Dataset rows:
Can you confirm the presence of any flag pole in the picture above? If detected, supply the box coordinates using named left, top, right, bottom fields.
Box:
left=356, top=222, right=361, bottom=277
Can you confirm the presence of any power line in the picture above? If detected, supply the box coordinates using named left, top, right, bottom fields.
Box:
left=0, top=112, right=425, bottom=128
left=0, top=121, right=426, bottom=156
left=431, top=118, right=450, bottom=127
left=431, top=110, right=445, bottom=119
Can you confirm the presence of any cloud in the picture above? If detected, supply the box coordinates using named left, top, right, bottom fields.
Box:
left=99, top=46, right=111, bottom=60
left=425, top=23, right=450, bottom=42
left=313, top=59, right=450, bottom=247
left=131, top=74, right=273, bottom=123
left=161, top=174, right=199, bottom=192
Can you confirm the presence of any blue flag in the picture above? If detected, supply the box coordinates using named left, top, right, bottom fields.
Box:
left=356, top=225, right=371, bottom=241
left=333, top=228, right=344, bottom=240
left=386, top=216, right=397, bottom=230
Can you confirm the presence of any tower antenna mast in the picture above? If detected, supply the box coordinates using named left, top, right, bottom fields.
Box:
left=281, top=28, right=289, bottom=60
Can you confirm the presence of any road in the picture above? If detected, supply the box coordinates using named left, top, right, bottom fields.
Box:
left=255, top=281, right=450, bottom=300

- _To do_
Convert every line of the records above into a JSON array of strings, one string per line, with blank lines omitted.

- _The result_
[
  "Can you confirm the presence of any flag pole in the picture above? If detected, supply the box coordinates using named left, top, right, bottom fields.",
  "Box:",
  "left=356, top=222, right=361, bottom=277",
  "Can you confirm the presence of any power line in the picture above? If detected, supply the box coordinates using named left, top, right, bottom fields.",
  "Box:",
  "left=0, top=112, right=425, bottom=128",
  "left=0, top=121, right=426, bottom=156",
  "left=431, top=118, right=450, bottom=127",
  "left=431, top=110, right=445, bottom=119",
  "Can you confirm the presence of any cloud in the picture above? If detected, supply the box coordinates using named left, top, right, bottom fields.",
  "Box:",
  "left=99, top=46, right=111, bottom=60",
  "left=425, top=23, right=450, bottom=42",
  "left=313, top=59, right=450, bottom=247",
  "left=131, top=74, right=273, bottom=123",
  "left=161, top=174, right=199, bottom=192",
  "Can you confirm the presence of any blue flag in the picture above? If detected, supply the box coordinates using named left, top, right, bottom fields.",
  "Box:",
  "left=356, top=225, right=371, bottom=241",
  "left=333, top=228, right=344, bottom=240",
  "left=386, top=216, right=397, bottom=230",
  "Can you confirm the presence of any tower antenna mast in the picture above? If detected, supply the box coordinates using named left, top, right, bottom fields.",
  "Box:",
  "left=281, top=28, right=289, bottom=60",
  "Can you confirm the presence of any road in the picture above? If detected, supply the box coordinates using named left, top, right, bottom fields.",
  "Box:",
  "left=255, top=281, right=450, bottom=300"
]